Top of Supplied records

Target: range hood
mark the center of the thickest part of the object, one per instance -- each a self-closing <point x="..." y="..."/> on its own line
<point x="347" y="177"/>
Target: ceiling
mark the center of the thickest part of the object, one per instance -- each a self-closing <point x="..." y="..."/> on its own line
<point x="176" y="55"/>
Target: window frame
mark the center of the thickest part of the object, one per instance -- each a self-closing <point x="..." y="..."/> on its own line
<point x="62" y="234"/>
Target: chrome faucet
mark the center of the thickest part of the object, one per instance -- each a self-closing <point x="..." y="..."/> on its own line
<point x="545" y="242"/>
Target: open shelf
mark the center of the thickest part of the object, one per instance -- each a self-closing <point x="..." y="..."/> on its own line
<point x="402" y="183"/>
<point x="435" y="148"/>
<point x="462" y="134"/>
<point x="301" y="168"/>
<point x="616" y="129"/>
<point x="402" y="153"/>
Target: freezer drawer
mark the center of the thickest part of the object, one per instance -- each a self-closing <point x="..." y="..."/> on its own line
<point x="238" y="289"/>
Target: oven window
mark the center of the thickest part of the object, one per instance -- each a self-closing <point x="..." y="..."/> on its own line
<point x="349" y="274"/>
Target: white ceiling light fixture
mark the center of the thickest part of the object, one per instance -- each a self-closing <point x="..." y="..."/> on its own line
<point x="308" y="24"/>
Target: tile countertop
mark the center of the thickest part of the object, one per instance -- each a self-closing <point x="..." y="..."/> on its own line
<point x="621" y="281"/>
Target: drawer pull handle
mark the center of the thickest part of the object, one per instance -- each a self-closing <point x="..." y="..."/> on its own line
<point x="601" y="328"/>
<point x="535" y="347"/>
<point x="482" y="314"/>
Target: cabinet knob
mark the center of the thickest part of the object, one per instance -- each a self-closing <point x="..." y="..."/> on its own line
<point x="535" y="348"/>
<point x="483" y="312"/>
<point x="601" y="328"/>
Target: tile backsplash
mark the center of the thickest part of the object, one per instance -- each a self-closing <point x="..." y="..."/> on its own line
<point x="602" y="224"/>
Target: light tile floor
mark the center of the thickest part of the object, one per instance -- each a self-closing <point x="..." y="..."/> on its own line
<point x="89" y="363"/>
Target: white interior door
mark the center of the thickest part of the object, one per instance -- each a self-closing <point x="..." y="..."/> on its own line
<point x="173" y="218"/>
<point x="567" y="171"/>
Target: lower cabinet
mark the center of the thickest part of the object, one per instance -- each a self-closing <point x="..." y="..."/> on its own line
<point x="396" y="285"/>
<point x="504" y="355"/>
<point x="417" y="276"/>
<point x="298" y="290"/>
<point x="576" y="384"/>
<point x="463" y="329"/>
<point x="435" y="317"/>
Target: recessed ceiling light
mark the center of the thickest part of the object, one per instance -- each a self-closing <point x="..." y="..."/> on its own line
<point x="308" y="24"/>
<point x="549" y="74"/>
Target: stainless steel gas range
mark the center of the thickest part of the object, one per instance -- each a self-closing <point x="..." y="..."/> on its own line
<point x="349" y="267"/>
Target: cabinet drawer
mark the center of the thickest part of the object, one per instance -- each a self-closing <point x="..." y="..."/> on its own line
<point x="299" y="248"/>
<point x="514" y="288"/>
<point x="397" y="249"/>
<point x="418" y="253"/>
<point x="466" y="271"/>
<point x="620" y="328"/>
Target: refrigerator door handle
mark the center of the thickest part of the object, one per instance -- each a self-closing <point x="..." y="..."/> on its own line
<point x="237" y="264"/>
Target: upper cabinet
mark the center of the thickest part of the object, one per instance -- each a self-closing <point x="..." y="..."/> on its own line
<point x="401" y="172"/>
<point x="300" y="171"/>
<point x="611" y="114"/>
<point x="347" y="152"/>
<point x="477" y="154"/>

Bottom of Supplied records

§ Try it
Where a line of the records contains the word "white", copy that line.

§ Task output
Target: white ceiling light fixture
Target: white interior door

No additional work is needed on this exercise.